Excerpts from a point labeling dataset
>> Start

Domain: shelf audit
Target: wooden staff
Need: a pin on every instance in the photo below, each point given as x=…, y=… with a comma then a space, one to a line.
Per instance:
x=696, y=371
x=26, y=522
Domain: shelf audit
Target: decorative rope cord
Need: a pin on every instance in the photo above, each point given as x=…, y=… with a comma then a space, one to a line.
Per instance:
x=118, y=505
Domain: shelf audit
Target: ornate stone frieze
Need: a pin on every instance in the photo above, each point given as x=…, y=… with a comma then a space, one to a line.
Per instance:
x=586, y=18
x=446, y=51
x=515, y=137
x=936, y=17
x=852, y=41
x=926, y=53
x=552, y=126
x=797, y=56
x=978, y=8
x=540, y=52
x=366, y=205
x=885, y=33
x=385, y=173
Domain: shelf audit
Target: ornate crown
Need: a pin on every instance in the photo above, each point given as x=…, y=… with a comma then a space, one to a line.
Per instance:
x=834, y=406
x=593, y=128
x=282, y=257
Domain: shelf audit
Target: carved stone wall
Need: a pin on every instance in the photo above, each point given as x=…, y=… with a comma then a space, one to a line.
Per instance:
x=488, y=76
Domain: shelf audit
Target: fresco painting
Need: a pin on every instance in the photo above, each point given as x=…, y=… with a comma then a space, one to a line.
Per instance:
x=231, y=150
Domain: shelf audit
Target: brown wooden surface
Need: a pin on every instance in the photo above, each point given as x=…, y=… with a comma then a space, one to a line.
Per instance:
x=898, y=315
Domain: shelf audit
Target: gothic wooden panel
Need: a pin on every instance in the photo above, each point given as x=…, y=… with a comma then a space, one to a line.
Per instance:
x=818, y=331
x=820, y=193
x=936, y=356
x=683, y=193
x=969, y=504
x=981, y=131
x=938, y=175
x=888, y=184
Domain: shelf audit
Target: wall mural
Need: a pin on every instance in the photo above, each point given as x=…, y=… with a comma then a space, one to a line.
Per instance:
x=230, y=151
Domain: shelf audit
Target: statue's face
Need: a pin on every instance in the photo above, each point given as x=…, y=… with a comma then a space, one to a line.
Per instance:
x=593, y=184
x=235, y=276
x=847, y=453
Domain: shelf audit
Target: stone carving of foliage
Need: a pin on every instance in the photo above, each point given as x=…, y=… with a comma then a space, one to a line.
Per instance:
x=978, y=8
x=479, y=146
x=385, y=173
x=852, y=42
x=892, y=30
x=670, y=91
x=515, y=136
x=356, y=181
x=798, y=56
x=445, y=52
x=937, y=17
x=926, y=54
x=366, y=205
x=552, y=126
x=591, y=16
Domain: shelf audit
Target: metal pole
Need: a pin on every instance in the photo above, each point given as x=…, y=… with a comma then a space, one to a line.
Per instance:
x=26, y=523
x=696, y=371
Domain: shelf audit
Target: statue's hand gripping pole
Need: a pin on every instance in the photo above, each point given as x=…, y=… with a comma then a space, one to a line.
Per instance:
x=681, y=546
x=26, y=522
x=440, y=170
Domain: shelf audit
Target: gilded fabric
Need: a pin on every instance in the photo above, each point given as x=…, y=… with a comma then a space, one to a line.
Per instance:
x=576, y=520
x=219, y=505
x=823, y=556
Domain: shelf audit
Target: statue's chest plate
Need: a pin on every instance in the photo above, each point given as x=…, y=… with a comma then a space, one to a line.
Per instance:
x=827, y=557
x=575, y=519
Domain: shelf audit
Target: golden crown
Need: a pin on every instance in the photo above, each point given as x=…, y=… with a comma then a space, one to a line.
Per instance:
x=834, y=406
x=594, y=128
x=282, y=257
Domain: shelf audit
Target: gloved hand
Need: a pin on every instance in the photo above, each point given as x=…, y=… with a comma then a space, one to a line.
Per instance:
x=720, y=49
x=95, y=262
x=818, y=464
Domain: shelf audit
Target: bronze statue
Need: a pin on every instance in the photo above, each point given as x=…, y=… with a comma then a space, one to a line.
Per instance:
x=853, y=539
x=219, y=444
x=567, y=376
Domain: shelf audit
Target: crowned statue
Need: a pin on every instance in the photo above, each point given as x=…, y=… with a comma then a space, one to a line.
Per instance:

>> End

STATED PROBLEM - Can you give the lines from the start up to and including the line with "x=118, y=505" as a JSON list of strings, one string per line, leaving out any blank lines?

EXERCISE SOLUTION -
[
  "Domain: shelf audit",
  "Target: wooden staff",
  "Need: a pin on every instance in the photo below, each point given as x=…, y=… with a comma then a space, one to a line.",
  "Per instance:",
  "x=696, y=371",
  "x=26, y=522",
  "Domain: shelf audit",
  "Target: decorative rope cord",
  "Need: a pin on every instance in the photo above, each point given as x=…, y=… with a comma then a space, one to a line.",
  "Per instance:",
  "x=118, y=505"
]